What to do » Every line of the following records that includes "oreo" should be copied.

Data extract section start

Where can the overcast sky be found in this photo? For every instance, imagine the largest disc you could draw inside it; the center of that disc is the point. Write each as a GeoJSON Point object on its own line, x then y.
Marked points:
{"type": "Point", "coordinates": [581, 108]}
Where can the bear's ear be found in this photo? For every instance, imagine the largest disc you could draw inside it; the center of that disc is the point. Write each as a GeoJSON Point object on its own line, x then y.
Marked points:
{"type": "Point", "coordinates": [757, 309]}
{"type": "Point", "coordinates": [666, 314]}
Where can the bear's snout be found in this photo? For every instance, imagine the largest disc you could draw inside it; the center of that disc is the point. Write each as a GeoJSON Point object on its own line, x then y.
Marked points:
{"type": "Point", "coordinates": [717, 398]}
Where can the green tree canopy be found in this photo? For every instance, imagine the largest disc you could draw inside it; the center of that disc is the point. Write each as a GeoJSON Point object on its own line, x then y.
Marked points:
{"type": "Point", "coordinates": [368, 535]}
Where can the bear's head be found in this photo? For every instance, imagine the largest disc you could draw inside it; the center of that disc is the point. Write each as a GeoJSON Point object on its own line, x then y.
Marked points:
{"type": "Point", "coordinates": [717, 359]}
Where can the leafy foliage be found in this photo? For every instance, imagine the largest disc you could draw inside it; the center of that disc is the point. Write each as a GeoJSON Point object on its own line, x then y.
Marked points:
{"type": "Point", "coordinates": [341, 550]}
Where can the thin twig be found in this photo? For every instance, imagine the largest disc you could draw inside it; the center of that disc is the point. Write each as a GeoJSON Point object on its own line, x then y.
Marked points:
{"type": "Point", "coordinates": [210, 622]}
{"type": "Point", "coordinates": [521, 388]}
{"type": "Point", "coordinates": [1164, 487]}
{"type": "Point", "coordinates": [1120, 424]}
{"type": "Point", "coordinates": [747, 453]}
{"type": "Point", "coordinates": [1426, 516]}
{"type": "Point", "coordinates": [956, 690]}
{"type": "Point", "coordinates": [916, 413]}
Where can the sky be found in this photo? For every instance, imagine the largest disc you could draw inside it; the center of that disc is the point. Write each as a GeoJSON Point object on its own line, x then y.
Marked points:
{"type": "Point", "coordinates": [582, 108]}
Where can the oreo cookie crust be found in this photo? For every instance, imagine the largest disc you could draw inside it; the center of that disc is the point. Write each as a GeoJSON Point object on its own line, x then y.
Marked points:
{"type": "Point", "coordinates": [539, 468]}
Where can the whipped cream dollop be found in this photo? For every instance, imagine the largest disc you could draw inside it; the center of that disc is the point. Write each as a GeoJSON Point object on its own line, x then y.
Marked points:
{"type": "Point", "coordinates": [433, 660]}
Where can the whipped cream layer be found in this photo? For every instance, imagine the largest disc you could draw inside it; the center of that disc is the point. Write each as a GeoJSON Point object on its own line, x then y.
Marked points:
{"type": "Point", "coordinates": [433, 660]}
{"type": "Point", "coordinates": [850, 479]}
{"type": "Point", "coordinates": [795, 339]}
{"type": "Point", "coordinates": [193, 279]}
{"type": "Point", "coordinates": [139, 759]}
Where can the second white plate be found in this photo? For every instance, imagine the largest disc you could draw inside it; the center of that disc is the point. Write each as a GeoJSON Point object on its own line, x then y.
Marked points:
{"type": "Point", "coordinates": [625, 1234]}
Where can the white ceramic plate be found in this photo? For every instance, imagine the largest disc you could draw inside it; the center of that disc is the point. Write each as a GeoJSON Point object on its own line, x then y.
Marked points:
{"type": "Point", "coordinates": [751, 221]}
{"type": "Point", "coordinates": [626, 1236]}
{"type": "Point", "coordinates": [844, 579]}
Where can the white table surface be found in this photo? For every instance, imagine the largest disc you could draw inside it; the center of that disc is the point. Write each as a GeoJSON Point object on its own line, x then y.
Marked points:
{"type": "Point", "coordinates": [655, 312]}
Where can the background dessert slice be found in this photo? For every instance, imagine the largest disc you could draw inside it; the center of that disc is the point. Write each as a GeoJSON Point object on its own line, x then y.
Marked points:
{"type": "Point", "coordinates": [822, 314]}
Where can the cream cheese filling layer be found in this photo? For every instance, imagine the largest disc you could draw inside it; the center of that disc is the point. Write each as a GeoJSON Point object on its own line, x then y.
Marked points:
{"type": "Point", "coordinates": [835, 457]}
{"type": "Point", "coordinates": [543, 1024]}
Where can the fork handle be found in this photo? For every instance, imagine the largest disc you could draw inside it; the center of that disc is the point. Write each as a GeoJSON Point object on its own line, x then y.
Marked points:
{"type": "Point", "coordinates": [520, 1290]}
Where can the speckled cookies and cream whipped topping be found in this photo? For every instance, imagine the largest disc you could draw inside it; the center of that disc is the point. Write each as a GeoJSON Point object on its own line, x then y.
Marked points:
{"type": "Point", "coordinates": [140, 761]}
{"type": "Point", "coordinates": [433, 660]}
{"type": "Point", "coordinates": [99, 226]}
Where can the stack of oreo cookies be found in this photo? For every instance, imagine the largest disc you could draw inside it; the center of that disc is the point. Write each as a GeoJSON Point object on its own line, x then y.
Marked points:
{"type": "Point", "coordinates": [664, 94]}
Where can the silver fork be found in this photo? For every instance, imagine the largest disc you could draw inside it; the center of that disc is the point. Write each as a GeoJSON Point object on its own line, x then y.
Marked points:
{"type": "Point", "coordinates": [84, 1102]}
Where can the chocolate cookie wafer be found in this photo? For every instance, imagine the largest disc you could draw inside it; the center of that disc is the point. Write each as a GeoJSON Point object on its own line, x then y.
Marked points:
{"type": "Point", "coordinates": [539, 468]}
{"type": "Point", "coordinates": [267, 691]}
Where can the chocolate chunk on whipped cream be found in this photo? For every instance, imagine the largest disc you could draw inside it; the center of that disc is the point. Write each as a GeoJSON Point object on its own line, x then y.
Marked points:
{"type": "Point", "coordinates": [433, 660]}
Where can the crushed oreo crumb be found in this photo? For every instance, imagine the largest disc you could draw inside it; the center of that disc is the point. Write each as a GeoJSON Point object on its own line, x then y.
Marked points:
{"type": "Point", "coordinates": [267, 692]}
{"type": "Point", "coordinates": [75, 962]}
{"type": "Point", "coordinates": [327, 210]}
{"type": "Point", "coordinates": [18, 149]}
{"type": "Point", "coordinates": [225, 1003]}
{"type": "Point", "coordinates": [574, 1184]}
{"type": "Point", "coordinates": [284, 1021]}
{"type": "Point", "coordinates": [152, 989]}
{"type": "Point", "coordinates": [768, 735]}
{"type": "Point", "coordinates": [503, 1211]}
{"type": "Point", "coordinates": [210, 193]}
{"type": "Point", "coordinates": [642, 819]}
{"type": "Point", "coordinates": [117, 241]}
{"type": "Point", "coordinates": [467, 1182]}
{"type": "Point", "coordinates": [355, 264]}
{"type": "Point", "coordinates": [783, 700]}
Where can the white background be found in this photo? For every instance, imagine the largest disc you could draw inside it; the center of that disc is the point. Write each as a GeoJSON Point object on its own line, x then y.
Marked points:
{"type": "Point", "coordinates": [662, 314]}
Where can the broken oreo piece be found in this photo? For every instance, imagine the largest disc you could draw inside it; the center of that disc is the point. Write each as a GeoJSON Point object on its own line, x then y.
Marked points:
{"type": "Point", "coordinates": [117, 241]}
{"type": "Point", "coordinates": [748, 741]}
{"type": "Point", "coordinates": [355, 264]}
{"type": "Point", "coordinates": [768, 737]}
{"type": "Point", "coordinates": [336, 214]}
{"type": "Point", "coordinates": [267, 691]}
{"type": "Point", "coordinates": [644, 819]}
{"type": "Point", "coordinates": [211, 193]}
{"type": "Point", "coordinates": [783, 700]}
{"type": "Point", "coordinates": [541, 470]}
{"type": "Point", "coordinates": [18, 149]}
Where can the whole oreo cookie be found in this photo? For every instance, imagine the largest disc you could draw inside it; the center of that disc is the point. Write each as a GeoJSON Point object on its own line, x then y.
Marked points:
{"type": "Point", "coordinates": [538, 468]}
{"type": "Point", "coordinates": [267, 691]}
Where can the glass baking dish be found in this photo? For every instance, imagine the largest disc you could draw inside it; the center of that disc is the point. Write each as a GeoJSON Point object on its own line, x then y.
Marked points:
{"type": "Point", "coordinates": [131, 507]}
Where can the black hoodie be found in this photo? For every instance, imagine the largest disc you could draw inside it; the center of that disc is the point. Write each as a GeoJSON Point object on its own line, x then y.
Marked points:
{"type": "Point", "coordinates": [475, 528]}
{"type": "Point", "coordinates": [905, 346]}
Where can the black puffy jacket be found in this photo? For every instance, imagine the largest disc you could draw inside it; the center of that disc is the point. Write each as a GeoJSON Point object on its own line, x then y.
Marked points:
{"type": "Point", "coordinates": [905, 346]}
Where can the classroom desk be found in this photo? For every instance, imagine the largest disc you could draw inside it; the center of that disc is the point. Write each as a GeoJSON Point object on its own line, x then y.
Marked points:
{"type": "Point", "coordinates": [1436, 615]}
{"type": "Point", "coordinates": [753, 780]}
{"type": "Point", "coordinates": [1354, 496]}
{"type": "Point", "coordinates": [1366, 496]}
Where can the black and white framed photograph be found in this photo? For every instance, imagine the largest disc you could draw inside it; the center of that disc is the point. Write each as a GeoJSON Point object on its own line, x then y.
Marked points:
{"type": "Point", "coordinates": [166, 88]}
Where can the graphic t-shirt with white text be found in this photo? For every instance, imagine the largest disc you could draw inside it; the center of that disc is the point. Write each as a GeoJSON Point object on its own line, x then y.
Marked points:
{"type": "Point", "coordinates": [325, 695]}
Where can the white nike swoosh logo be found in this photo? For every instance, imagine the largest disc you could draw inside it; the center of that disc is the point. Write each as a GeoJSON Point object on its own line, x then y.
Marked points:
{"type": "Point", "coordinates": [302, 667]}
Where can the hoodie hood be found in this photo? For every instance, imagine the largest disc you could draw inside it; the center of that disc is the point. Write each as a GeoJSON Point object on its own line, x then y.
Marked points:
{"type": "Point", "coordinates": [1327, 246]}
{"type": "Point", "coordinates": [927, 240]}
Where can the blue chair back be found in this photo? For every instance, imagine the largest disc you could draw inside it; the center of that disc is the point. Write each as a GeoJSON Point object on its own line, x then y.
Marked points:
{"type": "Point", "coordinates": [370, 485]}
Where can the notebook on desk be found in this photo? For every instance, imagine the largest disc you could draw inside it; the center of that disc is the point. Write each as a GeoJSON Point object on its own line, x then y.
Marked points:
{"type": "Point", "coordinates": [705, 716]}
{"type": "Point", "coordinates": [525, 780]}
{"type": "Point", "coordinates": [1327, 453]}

Data extract section end

Your solution »
Where can the oreo cookie crust be found in this photo? For every instance, imagine the largest disc you could draw inside it; the center of that disc is the point. Write each as a GeoJSON Point object on its own line, x then y.
Where can the stack of oreo cookies be found in this photo? For every instance, imagine the largest disc you could draw inside it; the center of that disc is the point. Write each as a GeoJSON Point object on its own line, x then y.
Where can the crushed oreo crumb be found in this photo? For every instance, imagine the largest disc you could draw inside it; the center of that disc is the point. Write each as a GeoJSON Point object on its own line, x then y.
Where can the broken oreo piece be found in this photo? For every instance, imagine the largest disc you could draw inside it; the center of that disc is the point. Write each as a GeoJSON Point object on its own line, x then y.
Where can the whole oreo cookie be found in this photo? For every instance, imagine the largest disc you could draw inside it; the center of that disc is the point. Write each as a GeoJSON Point object on its own line, x then y.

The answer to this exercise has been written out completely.